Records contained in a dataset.

☆ ☆ ☆ ☆

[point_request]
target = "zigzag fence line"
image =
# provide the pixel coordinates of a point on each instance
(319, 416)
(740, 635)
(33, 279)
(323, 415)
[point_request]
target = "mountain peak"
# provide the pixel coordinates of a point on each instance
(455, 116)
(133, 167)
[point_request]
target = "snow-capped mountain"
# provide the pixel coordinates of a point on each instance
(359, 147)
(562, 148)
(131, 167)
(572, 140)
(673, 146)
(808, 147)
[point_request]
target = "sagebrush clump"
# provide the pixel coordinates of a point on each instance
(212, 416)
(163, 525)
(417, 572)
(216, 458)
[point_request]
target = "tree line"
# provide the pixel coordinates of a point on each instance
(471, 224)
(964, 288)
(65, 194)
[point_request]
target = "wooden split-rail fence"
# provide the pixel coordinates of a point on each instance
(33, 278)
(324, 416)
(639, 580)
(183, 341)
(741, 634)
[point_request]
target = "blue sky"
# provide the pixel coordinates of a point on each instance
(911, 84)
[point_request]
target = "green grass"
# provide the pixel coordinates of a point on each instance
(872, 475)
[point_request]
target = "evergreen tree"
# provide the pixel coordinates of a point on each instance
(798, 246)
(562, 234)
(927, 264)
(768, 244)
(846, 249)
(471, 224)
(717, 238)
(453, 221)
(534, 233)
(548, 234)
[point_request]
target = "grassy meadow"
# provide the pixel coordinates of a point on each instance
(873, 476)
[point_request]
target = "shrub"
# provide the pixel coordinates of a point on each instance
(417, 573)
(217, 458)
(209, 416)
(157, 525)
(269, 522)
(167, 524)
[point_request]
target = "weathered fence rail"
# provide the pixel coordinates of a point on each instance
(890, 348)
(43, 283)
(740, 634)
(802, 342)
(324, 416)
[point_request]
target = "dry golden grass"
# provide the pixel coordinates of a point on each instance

☆ ☆ ☆ ☆

Repeat the data above exactly.

[point_request]
target = "zigzag fence line"
image =
# provide the pixel coordinates of a point on each instance
(319, 416)
(740, 635)
(33, 279)
(323, 415)
[point_request]
target = "mountain peak"
# provide the pixel coordinates of a point on each instance
(455, 116)
(133, 167)
[point_request]
target = "snow-capped mountain"
# provide the pixel coordinates of a point on each instance
(359, 147)
(562, 148)
(131, 167)
(572, 140)
(673, 146)
(808, 147)
[point_request]
target = "sagebrush clump"
# provide the pixel coordinates of a point on each instance
(212, 416)
(163, 525)
(417, 572)
(216, 458)
[point_request]
target = "tree line"
# provide the pixel coordinates of a point on each instance
(471, 224)
(964, 288)
(65, 194)
[point_request]
target = "wooden split-rail fence"
# provide the pixel coordinates of a point on each instance
(33, 278)
(324, 416)
(639, 580)
(183, 341)
(741, 634)
[point_request]
target = "blue sky"
# provide the pixel coordinates of a point on each instance
(911, 84)
[point_request]
target = "green grass"
# provide the pixel coordinates of a point on each instance
(872, 475)
[point_request]
target = "evergreen tree"
# provide the pixel coordinates of a point on each instance
(798, 246)
(562, 234)
(927, 264)
(768, 244)
(846, 249)
(471, 224)
(717, 238)
(453, 221)
(534, 233)
(548, 234)
[point_request]
target = "grassy meadow"
# provide the pixel coordinates of a point on each instance
(873, 476)
[point_request]
target = "shrub"
# provide the pixel coordinates of a point on each instance
(417, 573)
(217, 458)
(209, 416)
(157, 525)
(269, 522)
(167, 524)
[point_request]
target = "weathered fence rail"
# provide the pixel coordinates of a point on each instance
(890, 348)
(43, 283)
(740, 634)
(802, 342)
(324, 416)
[point_request]
target = "dry golden grass"
# provide the pixel coordinates of a point on each instance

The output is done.